## Given task
Reproduce every line of the data from the line holding "sample: [322, 434]." through the end of the data, inclusive, with the requests included but the pictures left out. Scale each point coordinate in the answers by 2.2 and round to the nearest whole number with halves rounded up, leaving the sample pairs within the requests unchanged.

(Records from a data collection)
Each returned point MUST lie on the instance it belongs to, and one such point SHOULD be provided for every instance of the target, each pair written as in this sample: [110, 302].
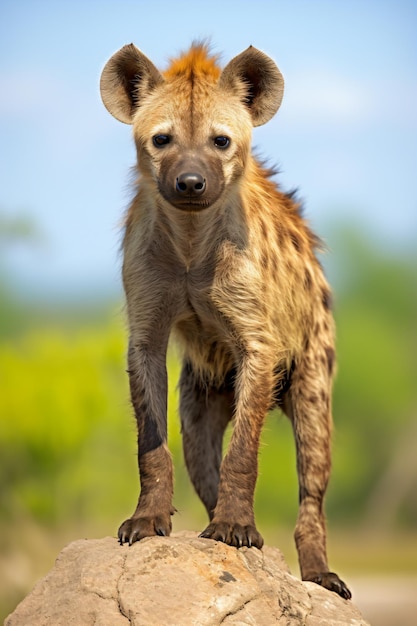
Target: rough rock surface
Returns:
[180, 580]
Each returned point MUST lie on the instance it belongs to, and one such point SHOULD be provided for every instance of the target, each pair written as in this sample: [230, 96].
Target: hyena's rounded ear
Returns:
[262, 82]
[127, 76]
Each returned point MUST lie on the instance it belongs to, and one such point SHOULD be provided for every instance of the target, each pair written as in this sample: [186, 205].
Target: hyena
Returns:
[218, 256]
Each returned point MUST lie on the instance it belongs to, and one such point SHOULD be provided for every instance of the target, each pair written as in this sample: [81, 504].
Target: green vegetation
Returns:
[67, 434]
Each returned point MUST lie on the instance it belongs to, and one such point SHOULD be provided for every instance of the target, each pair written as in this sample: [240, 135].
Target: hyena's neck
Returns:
[196, 236]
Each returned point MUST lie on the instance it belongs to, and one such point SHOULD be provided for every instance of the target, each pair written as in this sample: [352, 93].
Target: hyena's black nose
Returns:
[190, 183]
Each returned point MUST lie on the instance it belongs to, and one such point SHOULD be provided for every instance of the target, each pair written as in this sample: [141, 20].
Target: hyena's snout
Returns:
[192, 184]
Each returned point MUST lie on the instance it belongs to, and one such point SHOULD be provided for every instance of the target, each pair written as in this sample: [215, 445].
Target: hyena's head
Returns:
[192, 123]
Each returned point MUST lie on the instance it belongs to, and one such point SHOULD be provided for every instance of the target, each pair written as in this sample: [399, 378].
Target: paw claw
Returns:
[332, 582]
[136, 528]
[233, 534]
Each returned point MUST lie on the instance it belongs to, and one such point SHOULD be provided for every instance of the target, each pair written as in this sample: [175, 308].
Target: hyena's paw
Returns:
[136, 528]
[233, 534]
[331, 581]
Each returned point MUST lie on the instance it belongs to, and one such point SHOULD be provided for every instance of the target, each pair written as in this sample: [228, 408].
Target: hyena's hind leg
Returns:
[308, 404]
[205, 411]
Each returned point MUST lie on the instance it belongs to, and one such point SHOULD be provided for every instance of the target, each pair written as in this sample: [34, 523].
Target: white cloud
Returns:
[317, 97]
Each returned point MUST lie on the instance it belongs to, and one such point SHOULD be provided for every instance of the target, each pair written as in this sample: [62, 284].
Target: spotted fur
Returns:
[217, 256]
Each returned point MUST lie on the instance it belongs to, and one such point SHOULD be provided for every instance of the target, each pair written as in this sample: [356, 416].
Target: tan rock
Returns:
[179, 580]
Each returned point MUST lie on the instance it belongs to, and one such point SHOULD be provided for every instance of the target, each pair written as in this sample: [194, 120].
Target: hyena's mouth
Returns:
[192, 205]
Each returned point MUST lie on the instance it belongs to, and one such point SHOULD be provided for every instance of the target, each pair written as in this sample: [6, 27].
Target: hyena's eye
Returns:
[160, 140]
[222, 142]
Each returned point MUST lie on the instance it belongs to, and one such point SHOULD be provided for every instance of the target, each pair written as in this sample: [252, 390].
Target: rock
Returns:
[179, 580]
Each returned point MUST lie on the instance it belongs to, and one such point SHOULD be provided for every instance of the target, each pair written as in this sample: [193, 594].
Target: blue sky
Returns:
[346, 133]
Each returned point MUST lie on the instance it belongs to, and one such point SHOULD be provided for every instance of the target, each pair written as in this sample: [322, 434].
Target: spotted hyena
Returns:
[218, 256]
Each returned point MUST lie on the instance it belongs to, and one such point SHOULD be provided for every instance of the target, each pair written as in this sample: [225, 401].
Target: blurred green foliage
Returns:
[67, 434]
[68, 437]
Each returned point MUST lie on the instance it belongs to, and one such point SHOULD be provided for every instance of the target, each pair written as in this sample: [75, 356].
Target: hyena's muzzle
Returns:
[191, 182]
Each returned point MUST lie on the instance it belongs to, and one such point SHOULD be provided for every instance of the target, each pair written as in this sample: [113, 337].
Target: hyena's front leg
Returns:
[205, 411]
[233, 520]
[308, 404]
[148, 386]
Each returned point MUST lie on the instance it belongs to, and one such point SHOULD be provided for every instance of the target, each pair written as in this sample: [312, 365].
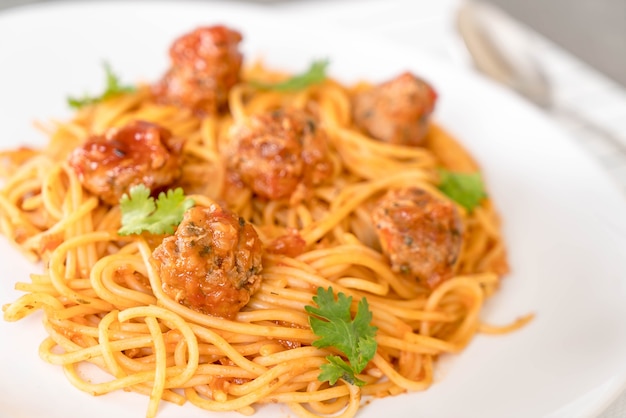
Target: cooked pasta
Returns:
[113, 300]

## Completed task
Each returned point MUST lie on the instance it belongs to, and one such point SHOULD be provided for every instance of the target, each pair written as in this sample: [322, 434].
Target: spotted hyena
Returns:
[480, 563]
Each returned point MUST lie on the instance it belongs to, and one such point SHOULD be provided for every instance of the target, each pair written as in this sample: [225, 401].
Target: blurred green foliage
Returns:
[147, 955]
[150, 961]
Each returned point MUST lie on the instance it belongs to, and one such point SHOULD be provided for every instance of the target, each pair written as in this sample: [75, 356].
Target: hyena's muzzle
Returns:
[420, 400]
Each returned point MUST lie on the instance it belongs to, and one such point SHOULD be provided for every instance of the target, each pair written as in this sample: [113, 337].
Target: hyena's front leg
Returns:
[451, 904]
[513, 1144]
[678, 889]
[326, 849]
Each returned point MUST lie on the instance it belongs to, and one such point SHOULD be provided for every instance of the target, each pair written as in this sample: [312, 365].
Target: cooked pasta
Returns:
[249, 660]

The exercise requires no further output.